• Task instructions: Quote the items below word for word, from the line containing "Report one point per instance of the green shrub" down to the line containing "[[332, 337]]", including both of those lines.

(Location annotation dataset excerpts)

════

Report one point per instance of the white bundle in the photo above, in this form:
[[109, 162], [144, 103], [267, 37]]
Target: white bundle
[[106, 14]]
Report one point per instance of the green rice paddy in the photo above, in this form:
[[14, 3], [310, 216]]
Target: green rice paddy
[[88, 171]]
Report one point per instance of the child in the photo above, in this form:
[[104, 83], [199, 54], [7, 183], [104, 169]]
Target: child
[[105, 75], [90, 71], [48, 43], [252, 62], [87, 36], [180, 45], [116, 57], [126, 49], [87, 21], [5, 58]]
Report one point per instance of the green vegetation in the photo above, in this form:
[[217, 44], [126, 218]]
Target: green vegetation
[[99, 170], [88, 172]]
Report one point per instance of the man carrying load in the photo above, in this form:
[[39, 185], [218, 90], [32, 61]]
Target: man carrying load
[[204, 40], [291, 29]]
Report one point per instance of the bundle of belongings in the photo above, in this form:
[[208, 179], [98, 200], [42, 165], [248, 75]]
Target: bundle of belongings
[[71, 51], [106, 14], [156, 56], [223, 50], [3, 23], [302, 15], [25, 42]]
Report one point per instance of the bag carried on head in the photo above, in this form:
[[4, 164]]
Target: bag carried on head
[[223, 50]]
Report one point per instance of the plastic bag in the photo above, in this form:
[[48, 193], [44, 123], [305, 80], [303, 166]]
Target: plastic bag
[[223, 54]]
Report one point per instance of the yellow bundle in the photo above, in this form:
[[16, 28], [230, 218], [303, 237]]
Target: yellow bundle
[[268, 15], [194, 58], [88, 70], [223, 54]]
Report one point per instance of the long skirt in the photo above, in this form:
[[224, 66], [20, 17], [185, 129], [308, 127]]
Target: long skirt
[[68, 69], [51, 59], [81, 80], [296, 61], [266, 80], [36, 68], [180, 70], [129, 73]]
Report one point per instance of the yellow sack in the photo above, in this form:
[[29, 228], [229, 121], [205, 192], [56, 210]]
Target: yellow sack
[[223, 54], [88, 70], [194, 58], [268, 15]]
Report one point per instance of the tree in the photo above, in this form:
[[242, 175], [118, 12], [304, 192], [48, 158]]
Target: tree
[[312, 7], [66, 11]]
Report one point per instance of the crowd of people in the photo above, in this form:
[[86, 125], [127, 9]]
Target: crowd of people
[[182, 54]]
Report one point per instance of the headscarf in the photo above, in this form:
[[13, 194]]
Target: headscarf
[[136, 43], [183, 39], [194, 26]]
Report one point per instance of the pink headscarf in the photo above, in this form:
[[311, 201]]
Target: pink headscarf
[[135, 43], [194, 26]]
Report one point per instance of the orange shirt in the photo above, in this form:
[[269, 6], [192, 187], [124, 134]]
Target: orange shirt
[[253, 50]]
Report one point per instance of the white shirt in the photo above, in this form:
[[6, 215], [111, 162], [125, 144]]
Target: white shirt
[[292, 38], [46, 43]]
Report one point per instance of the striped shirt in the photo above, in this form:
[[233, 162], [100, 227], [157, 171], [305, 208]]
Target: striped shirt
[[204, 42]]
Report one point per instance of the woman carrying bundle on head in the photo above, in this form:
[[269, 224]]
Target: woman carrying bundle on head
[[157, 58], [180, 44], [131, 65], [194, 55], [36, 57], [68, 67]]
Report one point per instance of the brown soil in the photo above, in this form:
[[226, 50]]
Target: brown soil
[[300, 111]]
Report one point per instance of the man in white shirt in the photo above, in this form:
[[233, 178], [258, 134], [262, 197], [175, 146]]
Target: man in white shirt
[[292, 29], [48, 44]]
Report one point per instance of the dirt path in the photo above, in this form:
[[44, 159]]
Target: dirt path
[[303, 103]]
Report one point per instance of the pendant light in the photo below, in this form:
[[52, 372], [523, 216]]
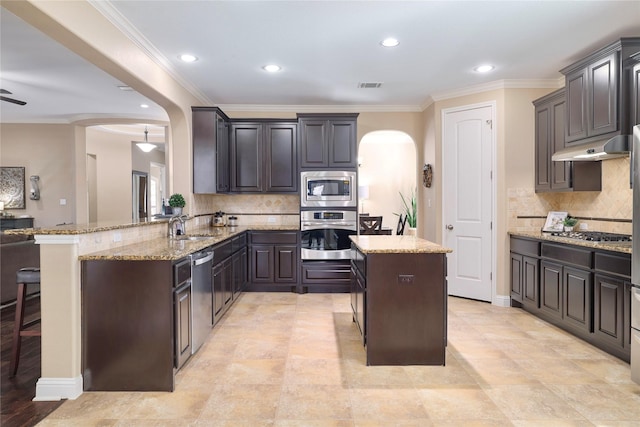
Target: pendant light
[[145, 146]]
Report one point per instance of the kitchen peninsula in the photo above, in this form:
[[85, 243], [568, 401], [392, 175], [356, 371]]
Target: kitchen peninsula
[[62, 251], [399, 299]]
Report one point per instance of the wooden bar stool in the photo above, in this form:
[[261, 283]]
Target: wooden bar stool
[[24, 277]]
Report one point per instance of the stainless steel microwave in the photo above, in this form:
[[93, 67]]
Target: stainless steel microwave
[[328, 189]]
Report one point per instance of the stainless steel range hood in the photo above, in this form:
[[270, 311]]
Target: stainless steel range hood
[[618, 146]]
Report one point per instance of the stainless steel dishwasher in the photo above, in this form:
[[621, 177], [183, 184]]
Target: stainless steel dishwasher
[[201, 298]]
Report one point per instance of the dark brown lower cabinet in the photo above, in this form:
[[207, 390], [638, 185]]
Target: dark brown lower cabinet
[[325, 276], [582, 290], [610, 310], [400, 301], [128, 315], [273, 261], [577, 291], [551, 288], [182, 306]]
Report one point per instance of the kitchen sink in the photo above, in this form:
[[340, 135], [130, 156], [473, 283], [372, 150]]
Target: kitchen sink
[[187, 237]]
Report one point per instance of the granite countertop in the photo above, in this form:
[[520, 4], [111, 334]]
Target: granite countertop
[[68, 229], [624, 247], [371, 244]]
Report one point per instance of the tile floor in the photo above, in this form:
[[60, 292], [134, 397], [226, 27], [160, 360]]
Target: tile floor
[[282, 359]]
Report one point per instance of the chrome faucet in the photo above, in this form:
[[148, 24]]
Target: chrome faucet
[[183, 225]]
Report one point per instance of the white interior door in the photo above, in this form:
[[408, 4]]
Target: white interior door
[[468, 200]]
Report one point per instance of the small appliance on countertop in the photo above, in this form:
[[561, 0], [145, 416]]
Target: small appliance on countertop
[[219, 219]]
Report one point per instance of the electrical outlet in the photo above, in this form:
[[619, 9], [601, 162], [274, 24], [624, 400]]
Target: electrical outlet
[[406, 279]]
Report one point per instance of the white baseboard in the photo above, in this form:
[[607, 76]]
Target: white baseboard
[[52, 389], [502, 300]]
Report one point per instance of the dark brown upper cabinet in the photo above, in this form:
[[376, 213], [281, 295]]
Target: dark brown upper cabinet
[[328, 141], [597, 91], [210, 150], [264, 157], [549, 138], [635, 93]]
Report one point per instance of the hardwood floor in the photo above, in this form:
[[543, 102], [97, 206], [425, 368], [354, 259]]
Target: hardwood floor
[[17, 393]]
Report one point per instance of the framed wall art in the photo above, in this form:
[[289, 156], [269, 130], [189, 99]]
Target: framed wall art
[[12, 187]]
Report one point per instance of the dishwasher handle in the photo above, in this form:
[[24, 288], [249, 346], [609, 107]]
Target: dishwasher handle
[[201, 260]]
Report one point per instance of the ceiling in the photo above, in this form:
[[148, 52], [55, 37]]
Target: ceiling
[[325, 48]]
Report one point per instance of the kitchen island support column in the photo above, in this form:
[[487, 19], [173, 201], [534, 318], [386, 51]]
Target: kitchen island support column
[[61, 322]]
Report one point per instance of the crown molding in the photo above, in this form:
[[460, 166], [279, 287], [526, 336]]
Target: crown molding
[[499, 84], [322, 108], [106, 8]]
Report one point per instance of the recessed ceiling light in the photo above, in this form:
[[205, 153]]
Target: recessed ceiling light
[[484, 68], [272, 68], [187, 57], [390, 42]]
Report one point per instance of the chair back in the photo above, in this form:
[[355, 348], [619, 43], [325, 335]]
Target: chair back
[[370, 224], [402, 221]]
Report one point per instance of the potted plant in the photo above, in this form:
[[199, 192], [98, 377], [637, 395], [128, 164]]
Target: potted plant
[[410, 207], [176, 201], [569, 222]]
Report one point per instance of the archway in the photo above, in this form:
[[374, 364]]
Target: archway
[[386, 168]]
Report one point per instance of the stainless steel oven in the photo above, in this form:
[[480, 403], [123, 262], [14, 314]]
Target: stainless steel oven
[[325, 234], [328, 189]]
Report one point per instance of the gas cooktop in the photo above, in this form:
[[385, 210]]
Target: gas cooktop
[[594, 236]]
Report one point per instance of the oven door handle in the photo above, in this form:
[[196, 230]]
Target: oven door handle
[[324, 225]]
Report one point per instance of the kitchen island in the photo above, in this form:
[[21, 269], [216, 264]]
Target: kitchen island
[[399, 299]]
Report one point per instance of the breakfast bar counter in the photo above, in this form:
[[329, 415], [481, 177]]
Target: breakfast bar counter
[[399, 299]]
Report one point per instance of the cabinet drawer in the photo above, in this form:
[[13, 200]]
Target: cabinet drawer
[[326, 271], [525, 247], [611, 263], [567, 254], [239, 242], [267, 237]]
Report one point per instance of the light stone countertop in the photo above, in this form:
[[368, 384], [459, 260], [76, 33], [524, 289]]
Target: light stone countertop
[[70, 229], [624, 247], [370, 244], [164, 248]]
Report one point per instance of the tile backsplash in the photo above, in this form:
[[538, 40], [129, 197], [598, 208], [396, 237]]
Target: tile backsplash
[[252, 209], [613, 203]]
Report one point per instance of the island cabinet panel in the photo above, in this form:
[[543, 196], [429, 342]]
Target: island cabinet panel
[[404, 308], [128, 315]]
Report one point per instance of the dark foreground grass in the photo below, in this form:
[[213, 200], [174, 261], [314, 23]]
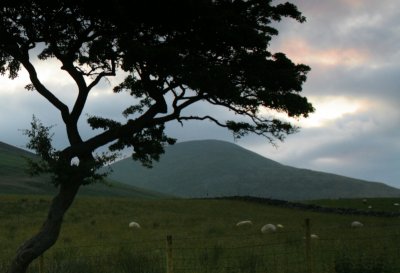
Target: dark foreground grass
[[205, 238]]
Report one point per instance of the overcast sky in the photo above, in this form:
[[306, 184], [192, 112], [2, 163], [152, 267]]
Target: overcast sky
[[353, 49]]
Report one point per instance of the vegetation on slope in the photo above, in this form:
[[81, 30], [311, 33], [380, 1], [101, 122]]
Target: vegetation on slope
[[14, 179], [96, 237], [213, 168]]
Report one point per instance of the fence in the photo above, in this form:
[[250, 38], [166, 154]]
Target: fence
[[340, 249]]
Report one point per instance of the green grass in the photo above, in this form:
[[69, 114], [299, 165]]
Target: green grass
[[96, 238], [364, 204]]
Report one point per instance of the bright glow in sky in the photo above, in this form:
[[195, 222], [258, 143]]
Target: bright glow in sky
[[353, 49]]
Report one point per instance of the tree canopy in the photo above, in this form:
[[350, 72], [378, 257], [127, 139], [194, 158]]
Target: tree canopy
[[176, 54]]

════

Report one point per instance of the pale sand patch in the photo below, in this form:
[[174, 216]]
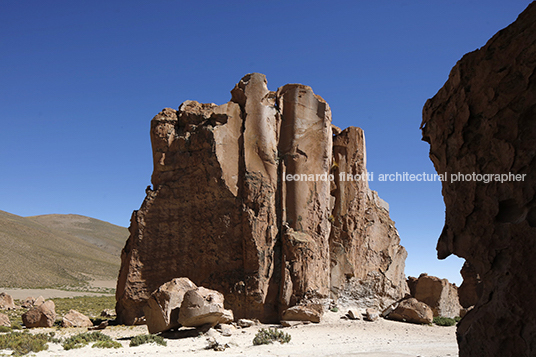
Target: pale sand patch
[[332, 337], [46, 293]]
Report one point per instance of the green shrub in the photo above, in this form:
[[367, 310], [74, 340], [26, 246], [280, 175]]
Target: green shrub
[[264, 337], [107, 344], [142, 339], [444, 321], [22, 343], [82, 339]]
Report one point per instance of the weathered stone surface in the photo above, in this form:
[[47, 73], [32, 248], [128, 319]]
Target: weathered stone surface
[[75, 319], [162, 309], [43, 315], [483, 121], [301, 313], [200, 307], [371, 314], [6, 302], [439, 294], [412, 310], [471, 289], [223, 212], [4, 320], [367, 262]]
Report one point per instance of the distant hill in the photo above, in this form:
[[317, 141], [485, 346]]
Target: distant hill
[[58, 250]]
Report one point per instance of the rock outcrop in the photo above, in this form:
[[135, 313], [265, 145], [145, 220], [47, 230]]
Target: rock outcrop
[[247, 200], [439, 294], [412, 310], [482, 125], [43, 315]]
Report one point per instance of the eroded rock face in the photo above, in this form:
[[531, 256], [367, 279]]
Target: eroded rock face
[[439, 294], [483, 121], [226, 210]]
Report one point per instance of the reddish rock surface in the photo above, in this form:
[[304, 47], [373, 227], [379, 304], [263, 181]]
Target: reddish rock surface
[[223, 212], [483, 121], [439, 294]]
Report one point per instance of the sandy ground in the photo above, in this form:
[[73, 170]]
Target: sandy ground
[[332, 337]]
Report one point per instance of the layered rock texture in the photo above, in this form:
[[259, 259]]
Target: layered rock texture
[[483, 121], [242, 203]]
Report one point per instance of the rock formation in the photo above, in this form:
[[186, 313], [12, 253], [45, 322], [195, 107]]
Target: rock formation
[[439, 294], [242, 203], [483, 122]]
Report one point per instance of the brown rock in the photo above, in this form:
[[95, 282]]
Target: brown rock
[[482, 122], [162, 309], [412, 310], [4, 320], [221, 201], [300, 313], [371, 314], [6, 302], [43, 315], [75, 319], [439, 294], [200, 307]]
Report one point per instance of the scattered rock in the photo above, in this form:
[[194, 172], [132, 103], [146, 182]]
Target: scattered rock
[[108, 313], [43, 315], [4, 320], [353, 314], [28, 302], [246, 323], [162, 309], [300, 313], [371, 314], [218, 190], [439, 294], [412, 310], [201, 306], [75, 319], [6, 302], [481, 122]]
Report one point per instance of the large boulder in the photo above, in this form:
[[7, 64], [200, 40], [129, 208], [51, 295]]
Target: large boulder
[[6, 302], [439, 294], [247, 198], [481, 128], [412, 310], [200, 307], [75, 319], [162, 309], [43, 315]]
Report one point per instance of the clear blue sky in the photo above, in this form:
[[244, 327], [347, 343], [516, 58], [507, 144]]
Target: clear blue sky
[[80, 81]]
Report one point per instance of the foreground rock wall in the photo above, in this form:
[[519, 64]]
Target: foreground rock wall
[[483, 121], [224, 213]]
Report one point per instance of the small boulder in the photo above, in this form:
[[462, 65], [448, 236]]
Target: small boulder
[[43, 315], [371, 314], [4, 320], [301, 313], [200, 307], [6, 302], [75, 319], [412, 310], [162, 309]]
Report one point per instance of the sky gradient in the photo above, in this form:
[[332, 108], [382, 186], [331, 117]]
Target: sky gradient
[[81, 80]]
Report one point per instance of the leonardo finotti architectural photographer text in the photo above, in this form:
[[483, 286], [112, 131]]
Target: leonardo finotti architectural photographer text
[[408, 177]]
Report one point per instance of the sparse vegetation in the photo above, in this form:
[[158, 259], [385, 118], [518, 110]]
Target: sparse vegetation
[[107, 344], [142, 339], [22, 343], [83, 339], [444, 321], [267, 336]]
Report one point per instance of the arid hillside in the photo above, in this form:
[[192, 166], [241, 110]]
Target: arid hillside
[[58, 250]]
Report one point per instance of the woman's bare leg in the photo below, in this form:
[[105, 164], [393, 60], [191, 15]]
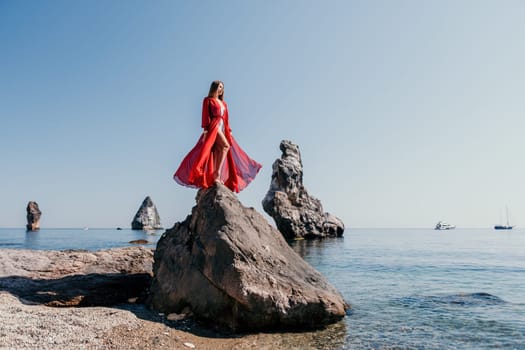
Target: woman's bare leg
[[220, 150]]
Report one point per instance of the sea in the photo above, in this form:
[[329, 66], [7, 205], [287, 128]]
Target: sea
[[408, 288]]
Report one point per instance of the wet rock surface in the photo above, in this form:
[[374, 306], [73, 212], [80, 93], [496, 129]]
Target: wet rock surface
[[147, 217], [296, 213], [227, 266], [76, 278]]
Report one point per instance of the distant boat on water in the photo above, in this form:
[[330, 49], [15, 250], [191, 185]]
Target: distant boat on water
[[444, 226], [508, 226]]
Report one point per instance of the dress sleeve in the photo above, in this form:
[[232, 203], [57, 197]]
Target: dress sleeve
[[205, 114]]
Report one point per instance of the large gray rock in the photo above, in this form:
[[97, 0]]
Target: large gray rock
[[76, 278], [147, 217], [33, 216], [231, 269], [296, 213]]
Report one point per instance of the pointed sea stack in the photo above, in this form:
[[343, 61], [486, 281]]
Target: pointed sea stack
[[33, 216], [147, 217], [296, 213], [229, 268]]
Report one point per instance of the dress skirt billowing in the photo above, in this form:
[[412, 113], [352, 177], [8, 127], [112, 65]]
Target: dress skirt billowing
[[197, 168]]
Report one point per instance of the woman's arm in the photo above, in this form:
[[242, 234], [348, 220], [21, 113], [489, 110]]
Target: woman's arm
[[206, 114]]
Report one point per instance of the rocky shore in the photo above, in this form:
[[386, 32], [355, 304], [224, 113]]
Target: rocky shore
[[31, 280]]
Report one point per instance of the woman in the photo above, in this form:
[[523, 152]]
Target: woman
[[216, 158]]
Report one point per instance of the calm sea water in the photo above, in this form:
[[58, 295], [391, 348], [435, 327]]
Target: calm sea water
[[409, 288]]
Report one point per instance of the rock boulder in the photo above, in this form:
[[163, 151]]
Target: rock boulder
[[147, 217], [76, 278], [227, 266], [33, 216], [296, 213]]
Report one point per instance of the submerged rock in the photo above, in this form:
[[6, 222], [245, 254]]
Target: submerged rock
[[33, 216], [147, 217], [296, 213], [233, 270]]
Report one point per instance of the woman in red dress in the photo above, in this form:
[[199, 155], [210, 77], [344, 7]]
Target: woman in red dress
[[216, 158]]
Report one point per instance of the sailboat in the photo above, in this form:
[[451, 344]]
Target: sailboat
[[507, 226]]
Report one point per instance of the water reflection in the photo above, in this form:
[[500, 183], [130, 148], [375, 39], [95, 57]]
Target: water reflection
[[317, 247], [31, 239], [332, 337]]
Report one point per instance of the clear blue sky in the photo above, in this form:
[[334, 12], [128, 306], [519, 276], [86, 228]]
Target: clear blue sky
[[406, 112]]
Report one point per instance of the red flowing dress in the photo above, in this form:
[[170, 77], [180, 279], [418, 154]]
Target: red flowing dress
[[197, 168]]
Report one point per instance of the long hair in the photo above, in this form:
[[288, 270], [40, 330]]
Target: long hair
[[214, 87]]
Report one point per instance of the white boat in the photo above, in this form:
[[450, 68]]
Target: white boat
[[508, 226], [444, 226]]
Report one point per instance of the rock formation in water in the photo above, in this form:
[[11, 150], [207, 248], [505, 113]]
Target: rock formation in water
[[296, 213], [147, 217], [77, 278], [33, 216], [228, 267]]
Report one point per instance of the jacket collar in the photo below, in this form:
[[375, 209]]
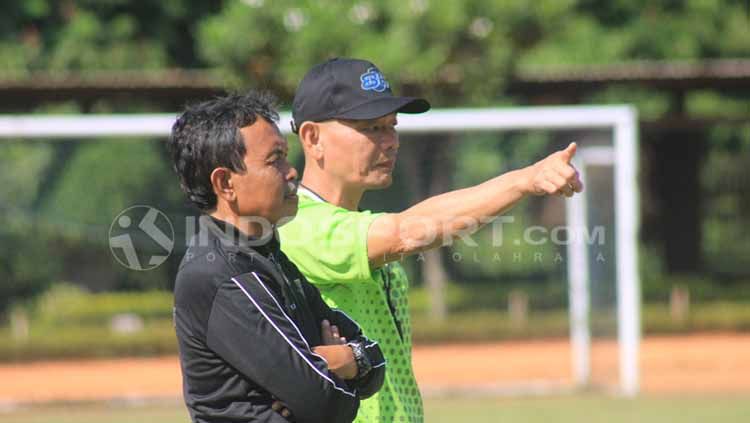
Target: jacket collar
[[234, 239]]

════

• Task response:
Report one point per instance of the green shrub in the photo above, in this form:
[[367, 310], [74, 340], [26, 246], [280, 175]]
Target: green shrub
[[264, 337], [107, 344], [142, 339], [444, 321], [22, 343], [82, 339]]
Report one point per instance of the weathered stone surface in the photo above, in this form:
[[47, 73], [32, 248], [128, 319]]
Target: weathered stone surface
[[75, 319], [162, 309], [43, 315], [483, 121], [301, 313], [200, 307], [371, 314], [6, 302], [439, 294], [412, 310], [471, 289], [223, 212], [4, 320], [367, 262]]
Report one point per instance of the distant hill in the photo above, in this form:
[[317, 141], [485, 346]]
Target: distant hill
[[58, 250]]
Report one point per instance of the rock outcrop in the photo above, in this form:
[[135, 313], [265, 145], [145, 220], [47, 230]]
Target: rock outcrop
[[247, 200], [439, 294], [412, 310], [482, 125], [43, 315]]
Report one point per instance of the eroded rock face in the photo above, in this form:
[[531, 256], [367, 279]]
Target: eroded rock face
[[439, 294], [483, 121], [226, 210]]
Report one point per instance of the reddish rock surface in the photo above, in this form:
[[304, 47], [373, 227], [379, 304], [263, 181]]
Target: reddish rock surface
[[223, 212], [483, 121], [439, 294]]
Report one point per instance of the sandy ground in the photo above, in this form:
[[73, 170]]
Target: sandy ground
[[332, 337]]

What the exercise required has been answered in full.